== EXTRACTED MATERIAL

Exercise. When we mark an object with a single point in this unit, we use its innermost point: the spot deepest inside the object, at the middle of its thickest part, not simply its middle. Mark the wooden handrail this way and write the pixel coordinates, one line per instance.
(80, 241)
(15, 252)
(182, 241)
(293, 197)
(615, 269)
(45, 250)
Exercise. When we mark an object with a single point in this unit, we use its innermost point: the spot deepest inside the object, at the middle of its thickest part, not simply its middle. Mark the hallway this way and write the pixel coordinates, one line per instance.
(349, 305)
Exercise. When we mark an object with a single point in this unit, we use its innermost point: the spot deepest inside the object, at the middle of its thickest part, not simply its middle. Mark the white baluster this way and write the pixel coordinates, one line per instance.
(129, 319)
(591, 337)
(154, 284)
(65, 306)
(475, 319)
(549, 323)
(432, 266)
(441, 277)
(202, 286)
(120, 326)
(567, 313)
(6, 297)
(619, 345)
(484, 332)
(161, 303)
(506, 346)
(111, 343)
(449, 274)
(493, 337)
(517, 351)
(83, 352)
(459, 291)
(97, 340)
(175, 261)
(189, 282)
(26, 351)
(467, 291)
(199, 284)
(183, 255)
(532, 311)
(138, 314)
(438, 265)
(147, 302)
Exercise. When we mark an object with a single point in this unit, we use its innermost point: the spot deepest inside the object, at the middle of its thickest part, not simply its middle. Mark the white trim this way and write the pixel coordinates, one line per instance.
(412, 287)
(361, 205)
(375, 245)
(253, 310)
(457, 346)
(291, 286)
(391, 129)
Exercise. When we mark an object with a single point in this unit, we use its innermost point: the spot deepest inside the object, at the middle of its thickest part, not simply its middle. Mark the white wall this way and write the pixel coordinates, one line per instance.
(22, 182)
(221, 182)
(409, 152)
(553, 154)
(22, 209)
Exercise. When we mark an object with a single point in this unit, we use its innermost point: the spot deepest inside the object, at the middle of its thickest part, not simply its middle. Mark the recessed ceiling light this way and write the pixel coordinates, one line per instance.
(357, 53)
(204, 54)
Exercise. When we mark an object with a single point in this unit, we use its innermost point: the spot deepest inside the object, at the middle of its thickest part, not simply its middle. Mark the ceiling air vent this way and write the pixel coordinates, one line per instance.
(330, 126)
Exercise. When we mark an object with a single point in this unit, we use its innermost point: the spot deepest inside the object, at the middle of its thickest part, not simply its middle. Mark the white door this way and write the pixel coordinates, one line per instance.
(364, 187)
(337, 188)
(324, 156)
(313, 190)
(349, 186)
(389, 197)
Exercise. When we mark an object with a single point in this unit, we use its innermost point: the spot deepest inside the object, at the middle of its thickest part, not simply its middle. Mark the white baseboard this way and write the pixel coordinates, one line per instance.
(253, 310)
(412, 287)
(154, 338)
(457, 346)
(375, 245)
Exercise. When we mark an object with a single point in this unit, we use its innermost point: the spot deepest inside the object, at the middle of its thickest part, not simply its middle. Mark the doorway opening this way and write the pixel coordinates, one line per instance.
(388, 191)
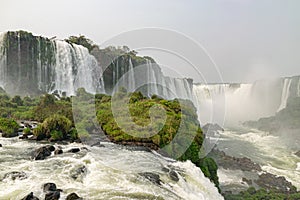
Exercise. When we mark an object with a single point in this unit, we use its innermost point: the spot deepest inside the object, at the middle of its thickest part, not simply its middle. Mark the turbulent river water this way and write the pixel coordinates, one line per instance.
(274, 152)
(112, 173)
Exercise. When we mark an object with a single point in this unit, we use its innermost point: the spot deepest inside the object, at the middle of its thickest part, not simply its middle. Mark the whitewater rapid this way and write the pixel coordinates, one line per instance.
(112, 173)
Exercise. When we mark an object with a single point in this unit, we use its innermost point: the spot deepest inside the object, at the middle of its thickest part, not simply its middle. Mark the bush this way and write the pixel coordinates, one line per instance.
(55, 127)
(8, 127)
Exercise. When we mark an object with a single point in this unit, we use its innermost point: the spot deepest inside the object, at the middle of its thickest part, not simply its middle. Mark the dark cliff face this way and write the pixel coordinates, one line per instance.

====

▶ _TASK DIRECTIONS_:
Except for the pictures, reproduce every line exactly.

▶ _OUTPUT BELOW_:
Exercise. When we mark an object with a single point in this unit, we use its innermost point: the spot deepest inside the object, at the middle of its thickest part, not simply its middle. Mark the wooden handrail this way and write the pixel coordinates, one line per instance.
(80, 241)
(15, 252)
(182, 241)
(293, 197)
(615, 269)
(45, 250)
Exercise. When we mark an object with a single point in this unit, we use its innermost point: the spot deepest inside the object, at the middle of its thickest part, not simply its middle. Mark the hallway this way and write the pixel coordinates, one line per instance.
(349, 305)
Exercise. When we mark an object with a single point in this unit, we use its innermost point: the spot deepest inside the object, at the middle of its thickest part, not simply its middle. Mark the white baluster this way and write the pixel coordinates, one line per instance.
(129, 319)
(591, 337)
(154, 284)
(65, 306)
(475, 319)
(549, 323)
(432, 266)
(441, 277)
(202, 286)
(120, 326)
(567, 313)
(6, 297)
(619, 345)
(484, 332)
(161, 303)
(506, 346)
(111, 343)
(449, 274)
(493, 337)
(517, 351)
(83, 352)
(459, 291)
(97, 340)
(175, 261)
(189, 282)
(26, 351)
(467, 291)
(199, 284)
(183, 255)
(532, 311)
(138, 314)
(438, 265)
(147, 302)
Exercise. When we mark an object with a single point in this unit, we use its innermost point: the spot deepest inside the object, at the middle of its thickest part, not simply its middle. Mark the white trim this way and write the pixel coordinates, one line per instance.
(412, 287)
(361, 205)
(375, 245)
(253, 310)
(457, 346)
(291, 286)
(391, 129)
Exercise. When we mark an object with a single point in this unit, we use its innermost point: the spot deepest inside the object, at the middle of its thickest part, not simply its middle. Mark the white wall this way and write the pixel coordinates, one line per instance.
(22, 182)
(221, 182)
(409, 152)
(553, 154)
(22, 209)
Exercise. When we mark an object with a single point in this unit, we use its innermost point: the spot deepest inside the object, at the middle of its thickest part, not simply its middle. Mark the recessed ceiling light this way and write the pixel coordinates, one line per instance.
(357, 53)
(204, 54)
Exercise. When we mark an object with a single point in this unit, we use its innermost point: the spot deepest inside the object, at the middle of its thickest part, not simply its middle. Mark the ceiling air vent this way and write the pixel coordinates, one line per instance.
(330, 126)
Exercise. When we mark an object with a single point in this unit, we use its innermost point: the spot deepest inside the object, at the middle of its thickest part, not simply its middle. Mark the white door this way and write the pixel coordinates, one line per instance.
(364, 187)
(337, 188)
(324, 156)
(313, 190)
(349, 186)
(389, 197)
Exercise. When we mark an object with a single point in this unit, we use its innermost point: the spot deepest inside the object, at the middle of its thickest part, not simply its middle. Mark the white baseboard this way and write the pixel coordinates, one line per instance.
(253, 310)
(412, 287)
(154, 338)
(457, 346)
(375, 245)
Exercise. When we mark an object with a single point in this unit, we use its innermost point: the spot deepest inside the object, at the middle of its thickest part, not simply its middle. Mark the doorway opening this way and write the pixel coordinates, one line per instance.
(388, 191)
Exercise. When we mark an object with a single point in this unit, we use its innermost point: the spot deepest inside the object, at the middle of its thickest part, not simply its middle. Mark the turbulent river water this way and write the pixel coordinates, one line per instance.
(274, 152)
(112, 173)
Exercise. When we mark an object with a single point in this unit, we use its innermost point: the spot deepest inside the object, at the middle of its thickest part, not simply its middle. Mark the whitewater rapid this way and write the pixel coordinates, one line per instance.
(112, 173)
Exercise. When we mark an object with a single point in this unit, we use its innermost point: the spot deepest inside the object, at the middle of its thickest part, not simply its middle. Mark the bush this way and write the pixel coordinates, one line per instance.
(55, 127)
(8, 127)
Exercise. When we mark an object with a single point in this unit, we use its innermost point: the spot deepest inside the object, at the middle of its thickest part, not simply its middle. Mark the dark cliff face this way and write the pixel coordinates, one line per instance.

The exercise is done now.